▸ **EXERCISE DESCRIPTION**
Please report each line of the data below that contains "halter".

Start of Block

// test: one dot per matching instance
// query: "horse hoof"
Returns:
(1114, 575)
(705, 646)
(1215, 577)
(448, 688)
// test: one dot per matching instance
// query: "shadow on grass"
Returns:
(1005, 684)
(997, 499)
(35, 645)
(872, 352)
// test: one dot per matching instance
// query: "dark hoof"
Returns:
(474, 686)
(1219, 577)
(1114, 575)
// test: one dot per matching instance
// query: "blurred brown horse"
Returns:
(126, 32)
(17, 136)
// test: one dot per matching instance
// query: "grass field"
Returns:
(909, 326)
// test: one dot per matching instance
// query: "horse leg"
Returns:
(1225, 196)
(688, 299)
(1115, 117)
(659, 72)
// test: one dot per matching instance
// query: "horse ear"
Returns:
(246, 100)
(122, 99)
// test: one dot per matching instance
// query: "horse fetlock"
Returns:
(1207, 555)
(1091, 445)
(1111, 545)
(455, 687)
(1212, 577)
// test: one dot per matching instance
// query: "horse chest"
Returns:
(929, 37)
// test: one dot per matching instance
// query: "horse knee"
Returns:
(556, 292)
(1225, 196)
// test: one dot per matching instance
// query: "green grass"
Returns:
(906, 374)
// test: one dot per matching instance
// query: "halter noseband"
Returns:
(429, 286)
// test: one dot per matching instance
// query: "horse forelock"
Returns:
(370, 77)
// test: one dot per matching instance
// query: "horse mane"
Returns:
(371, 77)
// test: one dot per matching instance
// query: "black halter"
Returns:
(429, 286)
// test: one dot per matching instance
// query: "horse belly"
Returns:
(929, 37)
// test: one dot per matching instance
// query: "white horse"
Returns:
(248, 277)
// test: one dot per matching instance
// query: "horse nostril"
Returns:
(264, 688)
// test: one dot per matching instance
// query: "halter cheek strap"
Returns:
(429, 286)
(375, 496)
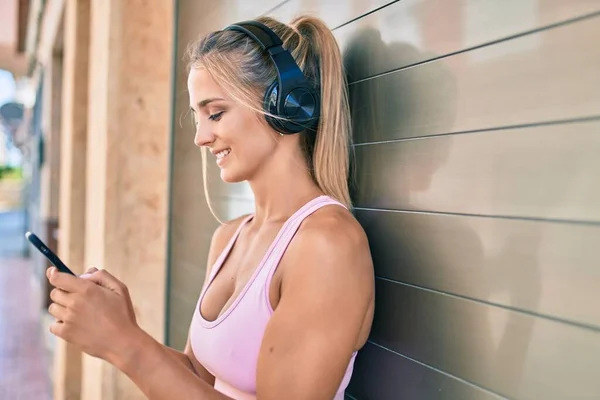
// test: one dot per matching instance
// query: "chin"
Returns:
(229, 176)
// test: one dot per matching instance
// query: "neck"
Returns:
(282, 187)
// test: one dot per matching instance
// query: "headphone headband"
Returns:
(293, 97)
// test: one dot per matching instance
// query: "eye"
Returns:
(216, 117)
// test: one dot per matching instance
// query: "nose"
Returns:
(204, 136)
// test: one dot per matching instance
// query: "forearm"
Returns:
(181, 357)
(160, 373)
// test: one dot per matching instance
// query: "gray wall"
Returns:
(477, 130)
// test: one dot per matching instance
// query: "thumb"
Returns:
(88, 272)
(104, 279)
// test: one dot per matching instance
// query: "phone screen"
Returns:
(49, 254)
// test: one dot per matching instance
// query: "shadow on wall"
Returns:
(443, 333)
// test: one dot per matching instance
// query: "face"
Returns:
(238, 139)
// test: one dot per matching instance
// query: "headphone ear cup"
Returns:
(301, 102)
(270, 106)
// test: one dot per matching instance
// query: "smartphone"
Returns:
(53, 258)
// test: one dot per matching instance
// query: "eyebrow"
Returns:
(205, 102)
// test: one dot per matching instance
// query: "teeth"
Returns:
(223, 153)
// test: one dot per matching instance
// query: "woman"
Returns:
(288, 296)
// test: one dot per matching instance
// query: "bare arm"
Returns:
(324, 313)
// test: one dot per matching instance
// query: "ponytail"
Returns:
(330, 158)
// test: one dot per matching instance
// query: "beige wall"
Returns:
(127, 164)
(67, 358)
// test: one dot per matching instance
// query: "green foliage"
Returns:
(13, 173)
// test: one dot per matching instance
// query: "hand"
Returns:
(93, 311)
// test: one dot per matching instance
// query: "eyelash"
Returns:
(216, 117)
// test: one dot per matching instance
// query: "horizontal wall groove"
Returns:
(483, 45)
(489, 303)
(499, 396)
(538, 124)
(506, 217)
(365, 14)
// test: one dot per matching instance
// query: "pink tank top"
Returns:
(228, 347)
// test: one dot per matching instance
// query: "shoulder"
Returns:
(331, 243)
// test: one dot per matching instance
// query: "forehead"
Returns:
(201, 86)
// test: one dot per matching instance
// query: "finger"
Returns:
(57, 328)
(106, 280)
(61, 297)
(88, 272)
(65, 281)
(57, 311)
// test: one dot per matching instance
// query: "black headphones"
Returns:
(290, 97)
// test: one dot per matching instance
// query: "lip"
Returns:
(215, 152)
(220, 161)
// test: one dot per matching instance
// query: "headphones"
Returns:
(291, 97)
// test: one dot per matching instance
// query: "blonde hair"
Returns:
(244, 71)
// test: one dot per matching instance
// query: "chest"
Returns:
(238, 270)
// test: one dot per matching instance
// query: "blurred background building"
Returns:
(477, 131)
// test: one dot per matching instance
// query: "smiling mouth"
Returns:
(222, 154)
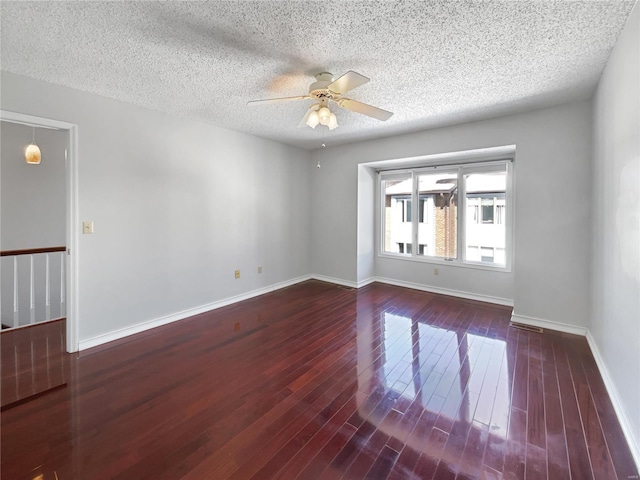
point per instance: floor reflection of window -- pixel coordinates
(397, 355)
(472, 366)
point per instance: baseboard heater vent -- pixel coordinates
(528, 328)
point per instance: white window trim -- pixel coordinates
(462, 168)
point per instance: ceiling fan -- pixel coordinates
(324, 90)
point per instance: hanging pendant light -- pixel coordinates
(32, 153)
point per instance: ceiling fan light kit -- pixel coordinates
(324, 90)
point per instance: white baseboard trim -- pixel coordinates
(445, 291)
(366, 281)
(174, 317)
(549, 325)
(623, 418)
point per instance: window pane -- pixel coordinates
(397, 214)
(437, 229)
(487, 191)
(487, 210)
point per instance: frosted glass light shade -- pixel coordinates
(325, 114)
(32, 154)
(333, 122)
(313, 119)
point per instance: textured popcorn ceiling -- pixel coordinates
(431, 63)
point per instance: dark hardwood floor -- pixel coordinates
(33, 360)
(316, 381)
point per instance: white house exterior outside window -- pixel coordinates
(463, 214)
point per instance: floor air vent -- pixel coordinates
(527, 328)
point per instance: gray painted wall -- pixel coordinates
(550, 277)
(177, 206)
(615, 319)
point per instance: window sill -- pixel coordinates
(437, 261)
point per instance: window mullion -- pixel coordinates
(415, 198)
(462, 212)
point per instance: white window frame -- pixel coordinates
(462, 169)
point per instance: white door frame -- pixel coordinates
(72, 214)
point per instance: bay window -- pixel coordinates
(461, 214)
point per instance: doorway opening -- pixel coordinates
(64, 265)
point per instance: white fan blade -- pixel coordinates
(348, 81)
(365, 109)
(303, 122)
(277, 100)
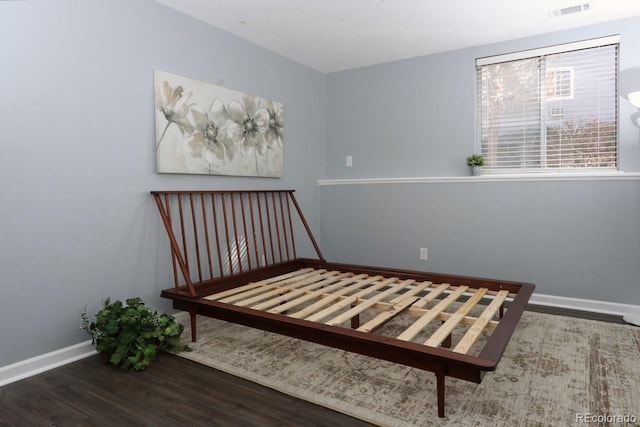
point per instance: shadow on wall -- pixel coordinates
(630, 82)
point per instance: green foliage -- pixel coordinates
(475, 160)
(131, 334)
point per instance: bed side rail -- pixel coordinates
(215, 234)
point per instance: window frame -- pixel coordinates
(547, 103)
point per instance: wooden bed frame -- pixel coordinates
(234, 258)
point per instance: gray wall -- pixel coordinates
(77, 135)
(415, 118)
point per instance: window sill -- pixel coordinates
(582, 176)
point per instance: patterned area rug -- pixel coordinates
(556, 371)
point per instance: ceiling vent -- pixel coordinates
(582, 7)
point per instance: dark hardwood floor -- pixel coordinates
(172, 392)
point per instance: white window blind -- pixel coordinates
(549, 110)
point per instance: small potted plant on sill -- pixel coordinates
(130, 335)
(475, 162)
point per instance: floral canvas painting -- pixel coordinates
(202, 128)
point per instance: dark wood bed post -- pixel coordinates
(193, 311)
(440, 390)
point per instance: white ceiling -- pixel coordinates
(335, 35)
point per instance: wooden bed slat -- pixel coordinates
(305, 287)
(334, 296)
(359, 308)
(419, 324)
(341, 280)
(266, 291)
(253, 285)
(431, 295)
(485, 318)
(443, 332)
(388, 314)
(344, 302)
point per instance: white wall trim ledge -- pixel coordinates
(36, 365)
(601, 176)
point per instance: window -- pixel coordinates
(559, 83)
(549, 110)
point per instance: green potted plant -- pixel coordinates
(130, 335)
(475, 161)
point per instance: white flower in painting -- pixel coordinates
(252, 119)
(210, 139)
(274, 132)
(174, 107)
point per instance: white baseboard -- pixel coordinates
(45, 362)
(593, 306)
(42, 363)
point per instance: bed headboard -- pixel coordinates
(215, 234)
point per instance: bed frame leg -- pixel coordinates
(440, 389)
(192, 315)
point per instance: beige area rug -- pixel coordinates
(556, 371)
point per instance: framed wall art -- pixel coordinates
(202, 128)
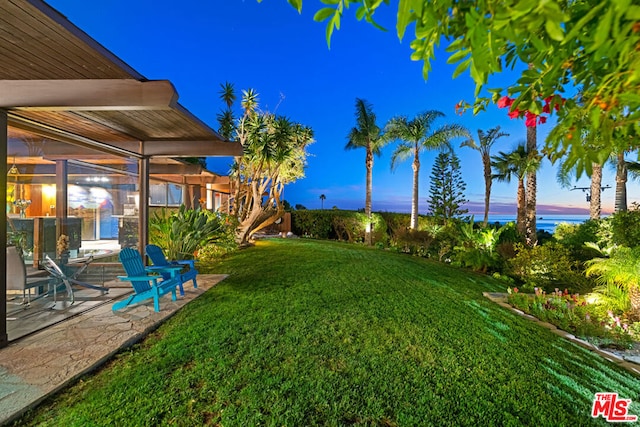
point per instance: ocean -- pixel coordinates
(544, 222)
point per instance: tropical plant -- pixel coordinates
(477, 248)
(517, 163)
(416, 135)
(366, 134)
(446, 193)
(554, 45)
(619, 276)
(548, 266)
(274, 155)
(181, 234)
(484, 144)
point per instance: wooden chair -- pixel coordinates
(16, 275)
(144, 285)
(157, 257)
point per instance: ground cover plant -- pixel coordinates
(308, 332)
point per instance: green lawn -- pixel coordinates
(321, 333)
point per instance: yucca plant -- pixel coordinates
(618, 279)
(181, 234)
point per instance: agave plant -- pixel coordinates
(181, 234)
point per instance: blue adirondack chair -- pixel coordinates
(145, 285)
(159, 260)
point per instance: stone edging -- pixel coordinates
(629, 365)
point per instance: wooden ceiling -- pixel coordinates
(38, 43)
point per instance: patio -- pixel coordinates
(42, 363)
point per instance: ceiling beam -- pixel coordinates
(191, 148)
(87, 94)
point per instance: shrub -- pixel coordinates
(574, 237)
(625, 228)
(572, 313)
(414, 242)
(181, 234)
(337, 224)
(548, 266)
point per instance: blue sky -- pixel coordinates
(284, 56)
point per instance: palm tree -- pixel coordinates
(416, 135)
(485, 142)
(366, 134)
(519, 163)
(619, 272)
(532, 188)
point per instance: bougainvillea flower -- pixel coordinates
(531, 119)
(505, 101)
(514, 114)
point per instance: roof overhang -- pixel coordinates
(68, 85)
(87, 95)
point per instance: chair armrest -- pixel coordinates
(161, 268)
(139, 278)
(188, 262)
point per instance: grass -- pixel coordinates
(321, 333)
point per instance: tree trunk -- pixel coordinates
(486, 161)
(415, 199)
(532, 188)
(521, 216)
(367, 203)
(595, 203)
(621, 184)
(634, 297)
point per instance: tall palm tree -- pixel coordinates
(485, 142)
(619, 271)
(532, 188)
(621, 182)
(519, 163)
(416, 135)
(366, 134)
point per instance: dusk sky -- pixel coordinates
(198, 45)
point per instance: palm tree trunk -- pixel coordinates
(367, 203)
(414, 199)
(634, 297)
(521, 215)
(621, 184)
(532, 188)
(595, 203)
(486, 161)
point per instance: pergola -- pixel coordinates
(58, 82)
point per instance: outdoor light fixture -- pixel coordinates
(14, 169)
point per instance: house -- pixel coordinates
(87, 138)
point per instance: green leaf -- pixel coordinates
(554, 30)
(457, 56)
(323, 14)
(462, 66)
(404, 17)
(297, 4)
(602, 31)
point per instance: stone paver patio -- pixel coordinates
(38, 365)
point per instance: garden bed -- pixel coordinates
(628, 358)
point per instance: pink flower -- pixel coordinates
(514, 114)
(505, 101)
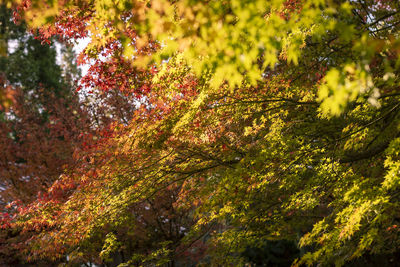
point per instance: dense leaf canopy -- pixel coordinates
(234, 126)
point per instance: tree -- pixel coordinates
(268, 120)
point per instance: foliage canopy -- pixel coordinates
(249, 121)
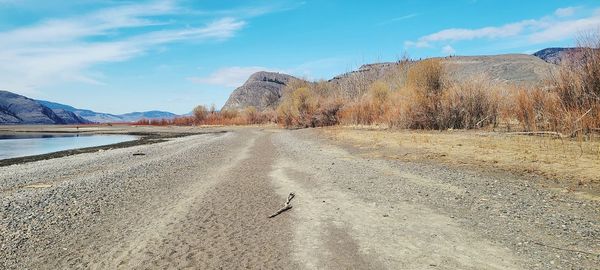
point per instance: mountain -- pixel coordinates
(262, 90)
(99, 117)
(135, 116)
(521, 69)
(554, 55)
(17, 109)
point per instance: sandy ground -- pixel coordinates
(202, 201)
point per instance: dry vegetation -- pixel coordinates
(419, 95)
(570, 165)
(203, 116)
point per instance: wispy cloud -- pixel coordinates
(64, 49)
(448, 50)
(556, 27)
(401, 18)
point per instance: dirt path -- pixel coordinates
(201, 202)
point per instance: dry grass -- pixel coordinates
(573, 164)
(211, 117)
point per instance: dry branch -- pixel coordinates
(566, 249)
(286, 206)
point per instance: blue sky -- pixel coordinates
(121, 56)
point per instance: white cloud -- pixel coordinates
(448, 50)
(401, 18)
(229, 76)
(565, 12)
(556, 27)
(59, 50)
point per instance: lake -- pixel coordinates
(20, 145)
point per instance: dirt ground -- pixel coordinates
(203, 201)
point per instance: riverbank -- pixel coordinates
(203, 201)
(146, 134)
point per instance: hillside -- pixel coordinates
(17, 109)
(262, 90)
(100, 117)
(554, 55)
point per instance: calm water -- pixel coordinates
(21, 145)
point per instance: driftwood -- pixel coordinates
(286, 206)
(566, 249)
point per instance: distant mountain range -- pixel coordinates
(554, 55)
(263, 90)
(18, 109)
(99, 117)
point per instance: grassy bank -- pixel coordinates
(568, 164)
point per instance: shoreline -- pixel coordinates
(145, 137)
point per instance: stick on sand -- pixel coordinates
(286, 207)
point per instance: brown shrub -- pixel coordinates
(297, 108)
(469, 104)
(200, 113)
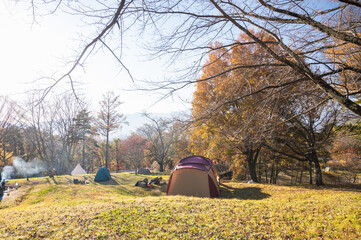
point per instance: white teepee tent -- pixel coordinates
(78, 170)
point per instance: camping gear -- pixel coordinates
(78, 170)
(144, 171)
(103, 174)
(194, 176)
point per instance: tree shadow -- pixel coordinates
(248, 193)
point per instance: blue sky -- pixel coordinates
(30, 51)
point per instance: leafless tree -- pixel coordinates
(9, 117)
(315, 39)
(109, 119)
(162, 139)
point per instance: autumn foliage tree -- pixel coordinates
(234, 109)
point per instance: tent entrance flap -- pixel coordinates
(190, 182)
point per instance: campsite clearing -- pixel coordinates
(55, 208)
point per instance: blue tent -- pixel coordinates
(102, 175)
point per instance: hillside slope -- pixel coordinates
(58, 209)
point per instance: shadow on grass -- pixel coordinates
(248, 193)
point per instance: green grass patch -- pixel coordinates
(119, 210)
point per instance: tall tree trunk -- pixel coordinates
(252, 156)
(310, 171)
(161, 166)
(107, 150)
(318, 174)
(272, 172)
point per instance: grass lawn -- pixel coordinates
(58, 209)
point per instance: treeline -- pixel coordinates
(250, 112)
(61, 132)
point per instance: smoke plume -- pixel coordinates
(21, 168)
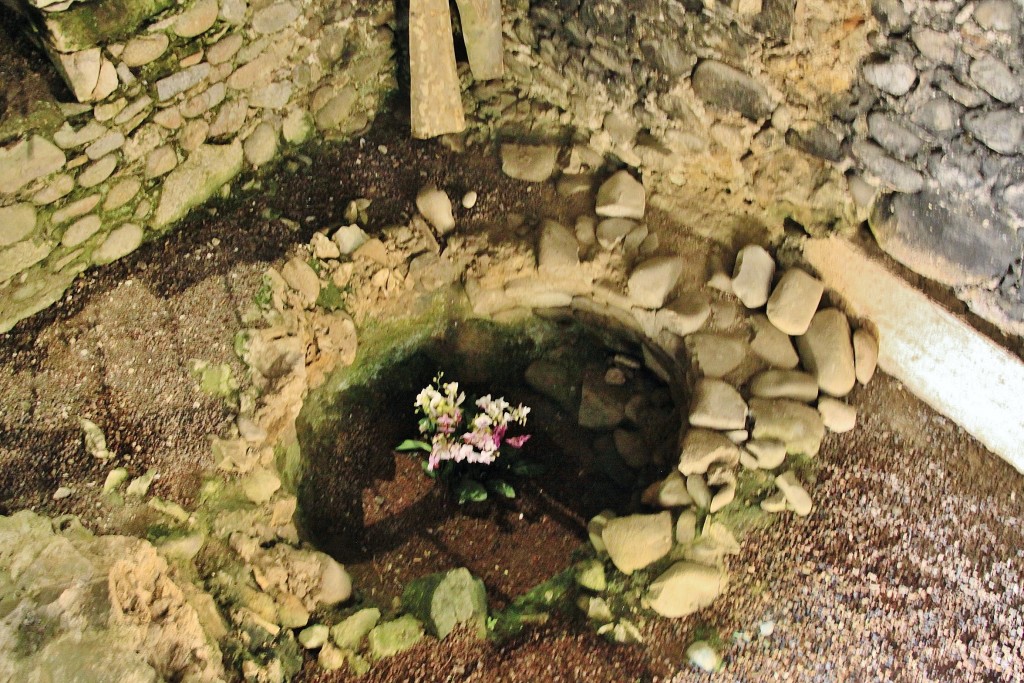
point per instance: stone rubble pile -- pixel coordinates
(180, 99)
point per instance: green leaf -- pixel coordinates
(526, 468)
(502, 487)
(412, 444)
(471, 492)
(331, 297)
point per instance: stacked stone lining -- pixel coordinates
(189, 98)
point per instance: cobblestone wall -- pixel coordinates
(175, 103)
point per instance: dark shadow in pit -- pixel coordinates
(374, 509)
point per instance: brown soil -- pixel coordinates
(26, 73)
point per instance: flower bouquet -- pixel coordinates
(469, 461)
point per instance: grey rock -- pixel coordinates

End of Block

▸ **RESULT FOR THIS TASK**
// query: "halter noseband"
// query: "black halter"
// query: "halter cheek strap"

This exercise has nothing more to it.